Reproduce each of the entries below verbatim, line by line, without altering any character.
— START Working data —
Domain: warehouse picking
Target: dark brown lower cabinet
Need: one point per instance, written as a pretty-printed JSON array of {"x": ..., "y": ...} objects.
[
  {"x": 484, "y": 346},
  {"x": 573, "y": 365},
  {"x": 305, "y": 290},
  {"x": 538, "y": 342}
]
— END Working data —
# [Solution for this task]
Domain: warehouse picking
Target: dark brown lower cabinet
Need: one point per instance, written as a pretty-printed JSON array of {"x": ..., "y": ...} objects.
[
  {"x": 484, "y": 346},
  {"x": 573, "y": 365},
  {"x": 305, "y": 290},
  {"x": 538, "y": 342}
]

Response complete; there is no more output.